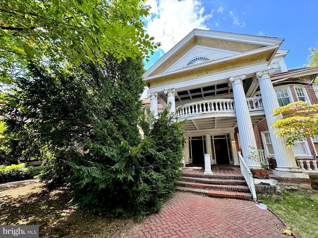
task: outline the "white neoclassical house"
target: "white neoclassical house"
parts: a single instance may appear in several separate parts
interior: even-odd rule
[[[246,156],[260,148],[274,175],[309,178],[297,159],[317,166],[318,138],[287,148],[270,128],[280,117],[270,115],[295,101],[318,103],[312,82],[318,67],[289,70],[283,40],[194,29],[144,73],[152,113],[171,104],[177,120],[186,120],[186,164],[203,164],[208,154],[211,164],[238,165],[241,152],[257,168],[259,162]]]

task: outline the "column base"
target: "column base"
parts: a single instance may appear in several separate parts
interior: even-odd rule
[[[212,172],[212,171],[211,172],[209,171],[204,171],[203,172],[203,174],[204,174],[205,175],[213,175],[213,172]]]
[[[307,174],[303,173],[301,170],[289,170],[289,171],[280,171],[273,170],[273,175],[279,177],[283,178],[309,178],[309,176]]]

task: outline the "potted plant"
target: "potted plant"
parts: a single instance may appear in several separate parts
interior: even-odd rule
[[[252,169],[251,170],[253,175],[263,177],[268,176],[268,165],[265,160],[267,158],[264,156],[263,150],[255,148],[254,146],[249,146],[249,147],[252,149],[252,151],[249,155],[246,156],[246,158],[258,162],[261,166],[259,169]]]

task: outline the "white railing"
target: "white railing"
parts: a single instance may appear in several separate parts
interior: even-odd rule
[[[297,159],[298,164],[300,169],[304,172],[316,172],[318,171],[317,169],[317,160],[301,160]],[[305,163],[307,168],[305,168],[304,163]],[[311,165],[313,166],[311,166]]]
[[[214,99],[184,104],[176,109],[177,117],[220,112],[235,112],[233,99]]]
[[[269,169],[268,160],[265,157],[265,153],[264,153],[264,150],[262,149],[257,149],[258,152],[258,155],[259,156],[260,166],[262,168],[268,170]]]
[[[261,97],[248,98],[246,102],[250,112],[264,110]],[[177,107],[176,110],[177,117],[180,117],[220,112],[235,113],[235,106],[234,99],[212,99],[181,105]]]
[[[257,197],[256,196],[256,192],[255,190],[255,185],[254,184],[254,179],[253,179],[253,175],[250,170],[246,165],[240,151],[238,152],[238,159],[239,159],[239,167],[240,168],[240,173],[244,177],[246,183],[249,188],[250,192],[252,193],[253,196],[253,201],[255,203],[257,203]]]
[[[246,98],[247,107],[249,111],[263,110],[263,101],[261,97],[253,97]]]

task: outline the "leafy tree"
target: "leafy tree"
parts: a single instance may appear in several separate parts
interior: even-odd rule
[[[30,57],[77,64],[102,63],[108,54],[118,62],[141,53],[149,57],[159,44],[145,33],[141,17],[149,8],[143,1],[0,0],[1,75]]]
[[[312,54],[308,57],[309,66],[310,67],[318,66],[318,50],[313,47],[309,48]]]
[[[271,116],[281,114],[283,118],[271,127],[276,128],[274,133],[278,136],[288,136],[286,145],[290,147],[297,141],[318,135],[318,104],[308,105],[303,101],[275,108]]]
[[[159,212],[181,173],[183,130],[172,119],[166,110],[160,114],[147,136],[133,146],[105,121],[104,139],[92,142],[91,153],[71,164],[74,184],[80,181],[74,202],[111,217],[140,219]]]
[[[91,129],[87,112],[92,99],[76,73],[55,65],[29,67],[29,73],[17,78],[15,87],[2,94],[5,159],[16,162],[51,157],[56,178],[62,178],[69,171],[62,161]]]

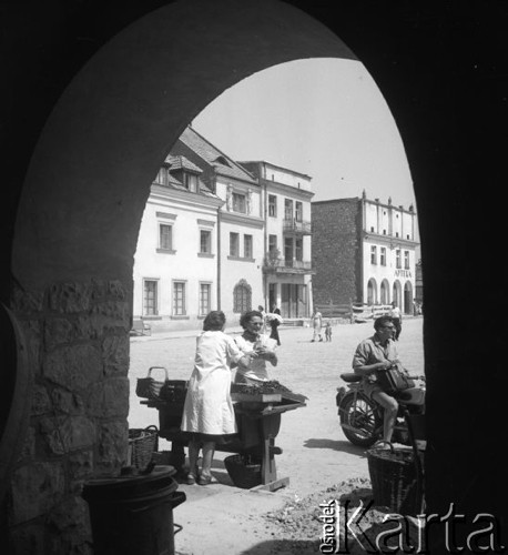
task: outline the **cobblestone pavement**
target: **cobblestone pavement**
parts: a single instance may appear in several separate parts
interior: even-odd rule
[[[308,327],[281,329],[280,362],[270,370],[271,377],[309,397],[307,406],[282,415],[275,441],[283,450],[276,457],[277,476],[289,477],[289,485],[273,493],[238,490],[232,485],[222,464],[228,454],[216,452],[213,473],[217,484],[180,485],[187,501],[175,508],[175,521],[183,525],[183,531],[175,535],[177,553],[255,554],[262,553],[262,544],[263,553],[270,553],[267,545],[273,539],[273,531],[260,519],[261,514],[342,481],[368,477],[365,451],[352,445],[339,428],[335,394],[337,386],[343,385],[339,373],[350,372],[356,345],[373,332],[372,322],[337,324],[333,327],[332,342],[311,343]],[[187,380],[197,333],[154,334],[131,340],[130,427],[159,424],[158,412],[140,405],[135,396],[136,379],[145,376],[150,366],[165,366],[171,380]],[[238,333],[238,329],[230,333]],[[412,373],[424,373],[421,316],[404,320],[398,350]],[[170,448],[170,444],[162,441],[160,448]]]

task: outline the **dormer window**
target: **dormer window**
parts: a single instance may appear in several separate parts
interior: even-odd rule
[[[159,170],[159,173],[156,174],[155,176],[155,183],[158,183],[159,185],[166,185],[167,184],[167,169],[162,167],[160,170]]]
[[[233,193],[233,212],[246,213],[246,202],[245,195],[240,193]]]
[[[183,174],[183,184],[187,191],[195,193],[197,191],[197,175],[185,172]]]
[[[216,163],[220,163],[220,164],[222,164],[222,165],[227,165],[228,168],[231,168],[230,162],[227,162],[227,160],[226,160],[224,157],[217,157],[217,158],[215,159],[215,162],[216,162]]]

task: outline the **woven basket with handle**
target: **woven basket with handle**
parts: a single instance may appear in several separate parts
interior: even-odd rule
[[[380,448],[388,444],[388,450]],[[423,464],[423,453],[418,453]],[[376,505],[386,506],[394,513],[416,515],[421,508],[415,454],[396,450],[390,442],[377,442],[367,451],[368,472]]]
[[[170,376],[167,375],[167,370],[164,366],[151,366],[146,377],[139,377],[135,386],[135,394],[139,397],[148,398],[151,401],[156,401],[161,394],[161,389],[164,382],[160,382],[152,377],[153,370],[162,370],[164,372],[165,380],[167,381]]]
[[[236,487],[251,490],[261,484],[261,462],[252,460],[248,455],[226,456],[224,466]]]
[[[155,425],[129,430],[130,465],[144,471],[159,447],[159,430]]]

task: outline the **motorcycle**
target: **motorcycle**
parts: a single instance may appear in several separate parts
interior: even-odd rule
[[[337,387],[336,394],[341,427],[350,443],[370,447],[383,438],[383,407],[364,393],[360,375],[350,372],[341,374],[341,377],[347,384],[347,389]],[[425,414],[425,376],[409,377],[415,381],[416,386],[394,395],[398,402],[398,414],[392,441],[403,445],[412,444],[406,415]]]

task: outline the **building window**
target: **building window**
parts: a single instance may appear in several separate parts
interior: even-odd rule
[[[233,193],[233,211],[246,213],[246,202],[245,195],[240,193]]]
[[[240,256],[240,236],[237,233],[230,233],[230,256]]]
[[[252,310],[252,289],[245,280],[241,280],[233,290],[233,312],[243,314]]]
[[[295,239],[295,260],[304,260],[304,242],[303,239]]]
[[[159,224],[159,249],[171,251],[173,249],[173,226],[165,223]]]
[[[212,285],[200,283],[200,316],[205,316],[211,311]]]
[[[165,168],[161,168],[159,170],[159,173],[156,174],[156,178],[155,178],[155,183],[158,183],[160,185],[167,184],[167,170]]]
[[[252,259],[252,235],[243,236],[243,255],[245,259]]]
[[[268,252],[277,250],[277,235],[268,235]]]
[[[185,189],[195,193],[197,191],[197,175],[194,175],[193,173],[184,173],[183,184],[185,185]]]
[[[284,264],[293,268],[293,238],[284,238]]]
[[[268,194],[268,215],[277,218],[277,198],[275,194]]]
[[[185,315],[185,282],[173,282],[173,315]]]
[[[200,253],[212,254],[212,232],[200,230]]]
[[[158,282],[155,280],[144,280],[143,314],[145,316],[156,316],[158,314]]]
[[[370,245],[370,264],[377,264],[377,246]]]
[[[295,220],[297,222],[303,221],[303,204],[299,201],[295,202]]]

#####

The task
Can you rewrite every line from the one containing "task: outline the **motorcycle**" through the end of the items, inclusive, requests and all, with each polygon point coordinate in the answers multiplied by 2.5 and rounded to a whole number, halves rounding up?

Response to this task
task: outline the **motorcycle**
target: **motorcycle**
parts: a single instance may appear in several separate parts
interior: even-odd rule
[[[843,968],[840,985],[853,1068],[875,1108],[925,1118],[958,1095],[958,1018],[910,983],[900,938],[875,930],[853,935],[853,943],[868,960],[868,973]],[[1063,1035],[1063,940],[1023,943],[1038,953],[1040,965],[985,988],[995,1005],[995,1035],[980,1103],[1008,1113],[1030,1110],[1015,1038]]]

task: outline the **building window**
target: **building window**
parts: a single instance may appear in several separate parts
interior: even-odd rule
[[[583,483],[583,528],[615,533],[615,505],[613,488],[600,483]]]
[[[600,640],[600,590],[593,583],[575,583],[575,640]]]
[[[630,775],[630,723],[613,700],[603,700],[583,725],[583,780],[608,785]]]
[[[738,598],[738,650],[760,650],[760,605],[758,598]]]
[[[398,560],[398,623],[428,628],[433,623],[433,565],[413,558]]]
[[[530,713],[500,708],[500,790],[513,790],[528,778]]]
[[[413,420],[403,420],[398,425],[398,433],[390,435],[390,445],[388,445],[388,458],[395,458],[400,463],[418,460],[418,425]]]
[[[630,648],[630,588],[608,590],[608,638],[613,648]]]
[[[670,630],[693,625],[693,588],[670,588]]]
[[[463,473],[488,483],[493,478],[493,438],[485,438],[483,433],[460,433],[458,460],[463,463]]]
[[[710,660],[733,670],[733,595],[710,595]]]
[[[670,485],[670,538],[693,545],[693,495],[688,485]]]
[[[463,788],[463,705],[433,705],[433,788]]]
[[[500,633],[530,635],[530,580],[500,575]]]
[[[395,705],[388,700],[360,700],[358,785],[363,790],[390,790],[395,785]]]
[[[925,613],[925,660],[943,660],[943,615]]]
[[[738,550],[743,555],[758,553],[758,510],[748,503],[738,505]]]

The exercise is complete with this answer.